Golongan Murji’ah berpendapat bahwa yang terpenting dalam
kehidupan beragama adalah aspek iman dan kemudian amal. Jika seseorang masih
beriman berarti dia tetap mukmin, bukan kafir, kendatipun ia melakukan dosa
besar. Adapun hukuman bagi dosa besar itu terserah kepada Tuhan, akan ia ampuni
atau tidak. Pendapat ini menjadi doktrin ajaran Murji’ah.[3]
Ciri-ciri paham Murji’ah diantaranya adalah sebagai berikut:
- Rukun
iman ada dua yaitu : iman kepada Allah dan Iman kepada utusan Allah.
- Orang
yang berbuat dosa besar tetap mukmin selama ia telah beriman, dan bila
meninggal dunia dalam keadaan berdosa tersebut ketentuan tergantung Allah
di akhirat kelak.
- Perbuatan
kemaksiatan tidak berdampak apapun terhadap seseorang bila telah beriman.
Dalam artian bahwa dosa sebesar apapun tidak dapat mempengaruhi keimanan
seseorang dan keimanan tidak dapat pula mempengaruhi dosa. Dosa ya dosa,
iman ya iman.
- Perbuatan
kebajikan tidak berarti apapun bila dilakukan disaat kafir. Artinya
perbuatan tersebut tidak dapat menghapuskan kekafirannya dan bila telah
muslim tidak juga bermanfaat, karena melakukannya sebelum masuk Islam.
Golongan murji’ah tidak mau mengkafirkan orang yang telah
masuk Islam, sekalipun orang tersebut dzalim, berbuat maksiat dll, sebab mereka
mempunyai keyakinan bahwa perbuatan dosa sebesar apapun tidak mempengaruhi
keimanan seseorang selama orang tersebut masih muslim, kecuali bila orang
tesebut telah keluar dari Islam (Murtad) maka telah berhukum kafir.
Aliran Murji’ah juga
menganggap bahwa orang yang lahirnya terlihat atau menampakkan kekufuran, namun
bila batinnya tidak, maka orang tersebut tidak dapat dihukum kafir, sebab
penilaian kafir atau tidaknya seseorang itu tidak dilihat dari segi lahirnya,
namun bergantung pada batinnya. Sebab ketentuan ada pada I’tiqad seseorang dan
bukan segi lahiriyahnya.

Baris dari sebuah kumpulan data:
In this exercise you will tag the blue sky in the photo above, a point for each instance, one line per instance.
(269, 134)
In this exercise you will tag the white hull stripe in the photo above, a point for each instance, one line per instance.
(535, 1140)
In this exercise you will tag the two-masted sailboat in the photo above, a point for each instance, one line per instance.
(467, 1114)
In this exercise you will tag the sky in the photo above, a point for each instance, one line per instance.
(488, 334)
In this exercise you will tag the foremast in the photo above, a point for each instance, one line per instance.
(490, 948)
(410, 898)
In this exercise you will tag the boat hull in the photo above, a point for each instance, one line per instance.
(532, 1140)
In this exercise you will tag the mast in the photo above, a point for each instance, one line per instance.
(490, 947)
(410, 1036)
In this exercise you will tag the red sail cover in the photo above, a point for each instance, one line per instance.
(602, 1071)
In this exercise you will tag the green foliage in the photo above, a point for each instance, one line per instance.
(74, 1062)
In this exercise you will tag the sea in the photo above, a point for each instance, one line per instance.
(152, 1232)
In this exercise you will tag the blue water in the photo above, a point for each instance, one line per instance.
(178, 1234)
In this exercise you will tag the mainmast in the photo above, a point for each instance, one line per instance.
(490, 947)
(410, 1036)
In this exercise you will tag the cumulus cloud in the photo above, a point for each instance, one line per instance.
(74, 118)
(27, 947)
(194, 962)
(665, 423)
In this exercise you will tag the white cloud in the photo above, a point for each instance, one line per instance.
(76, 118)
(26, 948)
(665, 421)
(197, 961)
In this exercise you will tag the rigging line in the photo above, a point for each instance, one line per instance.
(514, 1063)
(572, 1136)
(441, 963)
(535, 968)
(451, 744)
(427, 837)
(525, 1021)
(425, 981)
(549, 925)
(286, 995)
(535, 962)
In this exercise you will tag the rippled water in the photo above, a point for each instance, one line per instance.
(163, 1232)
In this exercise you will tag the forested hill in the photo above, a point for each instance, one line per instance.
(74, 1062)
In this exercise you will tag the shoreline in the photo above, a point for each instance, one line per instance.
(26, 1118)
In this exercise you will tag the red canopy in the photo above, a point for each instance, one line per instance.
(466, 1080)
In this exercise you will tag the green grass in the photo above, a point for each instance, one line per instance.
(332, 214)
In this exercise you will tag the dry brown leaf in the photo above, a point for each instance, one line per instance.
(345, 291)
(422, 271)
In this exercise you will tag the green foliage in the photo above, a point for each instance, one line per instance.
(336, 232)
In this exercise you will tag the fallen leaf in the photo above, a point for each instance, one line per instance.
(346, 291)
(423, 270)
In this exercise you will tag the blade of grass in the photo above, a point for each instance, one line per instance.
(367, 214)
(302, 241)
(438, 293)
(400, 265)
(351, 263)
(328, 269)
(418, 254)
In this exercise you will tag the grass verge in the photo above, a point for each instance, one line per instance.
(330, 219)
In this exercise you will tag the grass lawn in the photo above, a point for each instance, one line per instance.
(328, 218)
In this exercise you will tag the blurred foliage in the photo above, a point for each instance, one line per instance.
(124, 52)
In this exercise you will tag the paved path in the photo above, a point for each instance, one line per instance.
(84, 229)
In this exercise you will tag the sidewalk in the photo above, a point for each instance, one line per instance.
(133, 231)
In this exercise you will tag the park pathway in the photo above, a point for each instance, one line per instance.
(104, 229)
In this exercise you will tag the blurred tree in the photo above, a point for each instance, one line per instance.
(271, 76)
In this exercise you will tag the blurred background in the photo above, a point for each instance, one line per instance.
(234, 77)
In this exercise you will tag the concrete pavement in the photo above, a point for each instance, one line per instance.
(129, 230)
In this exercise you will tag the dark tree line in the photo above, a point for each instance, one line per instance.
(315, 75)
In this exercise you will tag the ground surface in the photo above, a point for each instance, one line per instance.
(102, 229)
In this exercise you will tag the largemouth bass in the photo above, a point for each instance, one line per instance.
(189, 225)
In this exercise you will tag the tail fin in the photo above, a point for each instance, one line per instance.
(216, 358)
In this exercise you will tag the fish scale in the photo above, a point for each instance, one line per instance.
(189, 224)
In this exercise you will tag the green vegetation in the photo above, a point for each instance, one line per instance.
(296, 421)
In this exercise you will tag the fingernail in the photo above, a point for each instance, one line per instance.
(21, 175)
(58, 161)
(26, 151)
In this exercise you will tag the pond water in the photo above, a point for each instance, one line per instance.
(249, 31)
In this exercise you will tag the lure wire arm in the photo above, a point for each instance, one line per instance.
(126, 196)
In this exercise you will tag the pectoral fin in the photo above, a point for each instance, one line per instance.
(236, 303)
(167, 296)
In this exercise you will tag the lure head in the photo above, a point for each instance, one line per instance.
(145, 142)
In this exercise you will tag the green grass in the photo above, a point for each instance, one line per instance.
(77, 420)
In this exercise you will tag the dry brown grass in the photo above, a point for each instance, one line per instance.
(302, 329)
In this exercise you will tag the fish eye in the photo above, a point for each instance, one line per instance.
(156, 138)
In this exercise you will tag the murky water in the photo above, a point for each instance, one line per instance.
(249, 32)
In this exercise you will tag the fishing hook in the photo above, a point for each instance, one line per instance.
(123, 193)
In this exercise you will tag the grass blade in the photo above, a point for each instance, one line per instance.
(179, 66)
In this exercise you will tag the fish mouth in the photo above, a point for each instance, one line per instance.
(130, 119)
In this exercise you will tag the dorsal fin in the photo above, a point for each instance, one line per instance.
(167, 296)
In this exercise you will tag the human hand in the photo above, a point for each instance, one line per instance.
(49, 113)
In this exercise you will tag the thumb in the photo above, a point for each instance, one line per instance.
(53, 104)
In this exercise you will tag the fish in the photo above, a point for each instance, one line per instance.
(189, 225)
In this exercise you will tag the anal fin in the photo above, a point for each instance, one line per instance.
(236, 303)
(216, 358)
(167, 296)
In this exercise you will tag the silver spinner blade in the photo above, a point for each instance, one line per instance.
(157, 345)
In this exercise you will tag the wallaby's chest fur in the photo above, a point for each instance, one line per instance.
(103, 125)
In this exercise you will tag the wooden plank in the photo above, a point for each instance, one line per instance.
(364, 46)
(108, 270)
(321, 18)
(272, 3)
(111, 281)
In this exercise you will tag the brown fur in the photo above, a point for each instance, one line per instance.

### YANG DITANYAKAN
Kutip bagian teks tentang paham Murji’ah yang dimulai dari "Dalam artian bahwa" dan berakhir pada "sebelum masuk Islam.".

### PEMBAHASAN JAWABAN
Dalam artian bahwa dosa sebesar apapun tidak dapat mempengaruhi keimanan
seseorang dan keimanan tidak dapat pula mempengaruhi dosa. Dosa ya dosa,
iman ya iman.
- Perbuatan
kebajikan tidak berarti apapun bila dilakukan disaat kafir. Artinya
perbuatan tersebut tidak dapat menghapuskan kekafirannya dan bila telah
muslim tidak juga bermanfaat, karena melakukannya sebelum masuk Islam.